▶ **Task statement**
Below is a set of entries. Reproduce exactly the lines from the one containing "the short dark" through the end, both included.

------ Listed records

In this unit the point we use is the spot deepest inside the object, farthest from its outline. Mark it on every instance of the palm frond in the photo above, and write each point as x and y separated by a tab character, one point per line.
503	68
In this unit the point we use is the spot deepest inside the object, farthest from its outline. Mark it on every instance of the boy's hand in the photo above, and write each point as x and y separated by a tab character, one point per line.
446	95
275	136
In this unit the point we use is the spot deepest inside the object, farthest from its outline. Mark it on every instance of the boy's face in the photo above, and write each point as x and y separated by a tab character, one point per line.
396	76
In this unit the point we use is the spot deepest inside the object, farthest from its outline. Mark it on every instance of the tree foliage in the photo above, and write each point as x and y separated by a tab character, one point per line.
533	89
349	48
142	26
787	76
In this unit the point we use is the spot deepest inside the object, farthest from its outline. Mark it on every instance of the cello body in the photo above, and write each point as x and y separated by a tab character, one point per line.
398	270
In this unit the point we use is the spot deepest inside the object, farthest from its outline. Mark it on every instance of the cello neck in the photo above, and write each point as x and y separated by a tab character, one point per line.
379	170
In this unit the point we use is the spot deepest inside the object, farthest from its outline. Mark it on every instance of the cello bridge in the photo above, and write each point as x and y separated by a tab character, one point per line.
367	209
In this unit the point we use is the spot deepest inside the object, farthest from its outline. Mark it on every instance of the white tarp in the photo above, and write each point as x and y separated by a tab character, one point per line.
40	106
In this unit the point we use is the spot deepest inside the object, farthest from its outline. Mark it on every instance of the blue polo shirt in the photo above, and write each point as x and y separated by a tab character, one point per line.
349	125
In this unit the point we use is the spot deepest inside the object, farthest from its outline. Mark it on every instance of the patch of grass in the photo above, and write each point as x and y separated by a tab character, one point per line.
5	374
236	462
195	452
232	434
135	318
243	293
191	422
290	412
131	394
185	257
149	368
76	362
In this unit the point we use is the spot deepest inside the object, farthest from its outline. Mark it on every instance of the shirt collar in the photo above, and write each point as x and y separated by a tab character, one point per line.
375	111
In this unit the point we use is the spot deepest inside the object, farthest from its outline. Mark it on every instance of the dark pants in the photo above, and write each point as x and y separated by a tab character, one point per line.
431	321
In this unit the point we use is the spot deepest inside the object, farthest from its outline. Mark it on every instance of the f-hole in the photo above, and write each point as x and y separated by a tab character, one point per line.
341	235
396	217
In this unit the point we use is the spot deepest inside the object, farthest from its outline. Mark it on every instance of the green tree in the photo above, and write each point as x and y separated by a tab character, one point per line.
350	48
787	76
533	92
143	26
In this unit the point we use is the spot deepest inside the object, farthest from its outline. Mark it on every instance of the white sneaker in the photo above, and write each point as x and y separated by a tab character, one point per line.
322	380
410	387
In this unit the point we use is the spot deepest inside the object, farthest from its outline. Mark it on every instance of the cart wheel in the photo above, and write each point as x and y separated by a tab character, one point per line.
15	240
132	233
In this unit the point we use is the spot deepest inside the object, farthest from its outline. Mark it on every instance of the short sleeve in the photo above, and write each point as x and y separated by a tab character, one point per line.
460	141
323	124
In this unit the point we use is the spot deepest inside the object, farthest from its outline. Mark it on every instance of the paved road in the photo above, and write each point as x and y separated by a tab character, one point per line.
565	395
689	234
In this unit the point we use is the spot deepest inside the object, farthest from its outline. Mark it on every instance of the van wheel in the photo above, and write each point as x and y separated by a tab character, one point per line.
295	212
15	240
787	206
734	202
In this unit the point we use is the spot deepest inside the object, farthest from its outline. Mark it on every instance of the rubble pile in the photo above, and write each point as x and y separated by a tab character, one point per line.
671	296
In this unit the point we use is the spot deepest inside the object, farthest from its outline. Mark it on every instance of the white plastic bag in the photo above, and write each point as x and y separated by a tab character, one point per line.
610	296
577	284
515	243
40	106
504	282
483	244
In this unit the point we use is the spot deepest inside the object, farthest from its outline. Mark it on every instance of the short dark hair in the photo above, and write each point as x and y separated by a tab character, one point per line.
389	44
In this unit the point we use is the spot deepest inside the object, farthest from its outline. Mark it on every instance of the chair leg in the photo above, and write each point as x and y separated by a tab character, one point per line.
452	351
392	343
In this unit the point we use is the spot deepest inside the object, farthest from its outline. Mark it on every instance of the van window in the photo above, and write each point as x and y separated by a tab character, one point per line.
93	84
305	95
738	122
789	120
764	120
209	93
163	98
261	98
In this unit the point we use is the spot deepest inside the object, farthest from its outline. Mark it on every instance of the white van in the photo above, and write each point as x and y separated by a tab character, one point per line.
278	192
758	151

------------

▶ **Correct response**
In this unit the point we use is the spot deepest inside the object, farthest from its outline. Mark it on every instance of the short dark hair in the photo above, and write each point as x and y separated by a tab character, one point per line.
389	44
In this unit the point we use is the spot deepest inside the object, farthest from its outline. Mark it on every instance of the chair leg in the photo above, and write each point as x and y separated by a tab character, one point per line.
452	351
392	343
In this unit the point we use is the spot deepest inside the object, farthest from its outline. Mark it on every instance of the van window in the photo above, and write each point as x and y separated by a tab character, one point per line.
93	84
305	95
738	122
789	120
764	120
209	93
163	98
261	98
In this unit the point we use is the spot deepest inside the object, farthest from its outline. Mark it on every instance of the white van in the photo above, and write each point as x and y separated by a tab character, one point per line.
278	192
758	151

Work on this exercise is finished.